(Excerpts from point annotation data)
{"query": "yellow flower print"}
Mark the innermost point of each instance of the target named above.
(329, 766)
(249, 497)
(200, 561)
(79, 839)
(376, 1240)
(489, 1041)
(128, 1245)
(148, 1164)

### Problem to solve:
Can you retype all of the data above, line for line, without changing a single character?

### Exercise solution:
{"query": "yellow flower print"}
Mark the innermost point of each instance of the target named above.
(329, 766)
(249, 497)
(200, 561)
(79, 839)
(376, 1240)
(489, 1041)
(128, 1245)
(148, 1164)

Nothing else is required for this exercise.